§ Task directions: Write the next part of the court decision on the Kincardine golf club cottage lease, picking up right after its last paragraph.

§ Text passage:
+ + + + +

CITATION: Egan v. Kincardine Golf & Country Club, 2023 ONSC 4498
DIVISIONAL COURT FILE NO.: DC-22-56
(Brampton)
DATE: 20230804
ONTARIO
SUPERIOR COURT OF JUSTICE
DIVISIONAL COURT
D.L. Corbett, Fitzpatrick, and Hebner JJ.
BETWEEN:
John Egan
John B. Brennan, for the Respondent
Applicant / Respondent in Appeal
– and –
Kincardine Golf & Country Club
Joe Hoffer, for the Appellant
Respondent / Appellant in Appeal
Katia Snukal, for the Landlord and Tenant Board
HEARD at Brampton (by ZOOM):
June 13, 2023
REASONS FOR DECISION
P.L. Hebner J.
[1] The appellant, Kincardine Golf & Country Club, appeals from a final order of the Landlord and Tenant Board issued on July 11, 2022 finding that the Residential Tenancies Act (the “Act”) applies to a lot owned by the appellant and leased to the respondent. I conclude that the Board did not err in law in its decision, and so for the reasons that follow I would dismiss the appeal.
Background Facts
[2] Kincardine is the owner of property in Kincardine, Ontario situated along the shore of Lake Huron. The property contains a golf course, a clubhouse, and eight waterfront lots leased by Kincardine to individual tenants. The respondent, Mr. Egan, is the lessee of one of the lots. The lot is zoned residential with access from a private road leading to the parking lot of the golf course. The golf course does not maintain the road in winter.
[3] The lease for the lot began on October 31, 1921 and had a duration of 99 years, ending on October 31, 2020. The lease required an annual payment of “the regular annual fees for membership” in the golf club plus “the sum of two dollars”. The lease changed hands several times and was eventually assigned to the respondent and Barbara-Ann Egan in 1988 for the price of $120,500.00.
[4] The property contains a structure described as a cottage erected by the respondent or one of his predecessors. Kincardine does not have a key to the cottage. The respondent and his family have typically used the cottage from April/May to October but there are no restrictions on use during the other times of the year. Access would be more difficult but could be accomplished on foot or by other means.
[5] All of the other 7 lots had cottages with similar leases on them and none of those leases contains a restriction of access for specific times of the year. No bylaws or building code provisions have prevented the winterizing of the cottages. At least one of the other cottages has been winterized and the current and former owners of that cottage lived in it some winters.

+ + + + +

§ Raw data:
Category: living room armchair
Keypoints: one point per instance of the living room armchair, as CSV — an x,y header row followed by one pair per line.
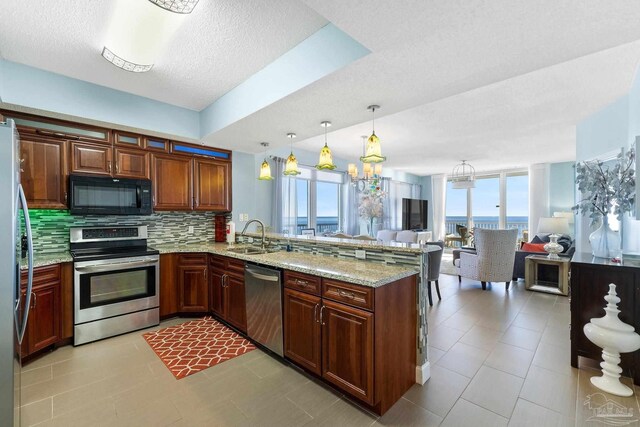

+ + + + +

§ Result:
[6] When the lease expired on October 31, 2020 the parties had discussions on what should happen but could not agree. Kincardine agreed to allow the leasehold interest to continue until November 30, 2020 after which it posted “No Trespass” signs on the property. On March 16, 2021 Kincardine placed padlocks on the cottage.
The Decision Below
[7] The respondent filed an application with the Board seeking to determine whether the Act applied to his tenancy. The parties agreed that the cottage falls under the definition of “rental unit” in the Act. The issue before the Board was whether the property was exempt under s. 5(a) of the Act. Kincardine took the position that the property was exempt and the respondent took the position that it was not.
[8] Section 5(a) of the Act reads:
This Act does not apply with respect to,
(a) living accommodation intended to be provided to the travelling or vacationing public or occupied for a seasonal or temporary period in a hotel, motel or motor hotel, resort, lodge, tourist camp, cottage or cabin establishment, inn, campground, trailer park, tourist home, bed and breakfast vacation establishment or vacation home….
[9] The Board found, in paragraphs 21-23 of its Decision, that the occupation of the cottage was not “seasonal or temporary” given the 99-year lease and accordingly the exemption did not apply.
The Issue
[10] The appellant asserts that the Board did not apply the correct legal test in its determination that the lot was not exempt under s. 5(a). The issue, then, is whether it did so.
Jurisdiction and Standard of Review
[11] The jurisdiction of this court is set out in s. 210(1) of the Act:
Any person affected by an order of the Board may appeal the order to the Divisional Court within 30 days after being given the order, but only on a question of law.
[12] The appropriate standard of review on a question of law is correctness (Minister of Citizenship and Immigration) v. Vavilov, 2019 SCC 65, paras. 33-52, 55).
Legal Principles
[13] The issue involves the proper interpretation and application of s. 5(a) of the Act to the facts. I start with a review of the rules of statutory interpretation.
[14] In Rizzo & Rizzo Shoes Ltd. (Re), 1998 837 (SCC), [1998] 1 S.C.R. 27, at para. 21, the Supreme Court set out the modern principle of statutory interpretation thusly:
Today there is only one principle or approach, namely, the words of an Act are to be read in their entire context and in their grammatical and ordinary sense harmoniously with the scheme of the Act, the object of the Act, and the intention of Parliament.
[15] In R. v. Del Mastro, 2017 ONCA 711, 416 D.L.R. (4th) 726, at para. 61 the Court of Appeal reviewed that principle and stated:
[S]tatutory interpretation is a multi-dimensional exercise and requires a court to consider whether a particular interpretation complies with the legislative text, promotes the intention of the legislature, and produces a result that is reasonable and just, in compliance with accepted legal norms: Ruth Sullivan, Sullivan on the Construction of Statutes, 6th ed. (Markham: LexisNexis, 2014), at pp. 7-10.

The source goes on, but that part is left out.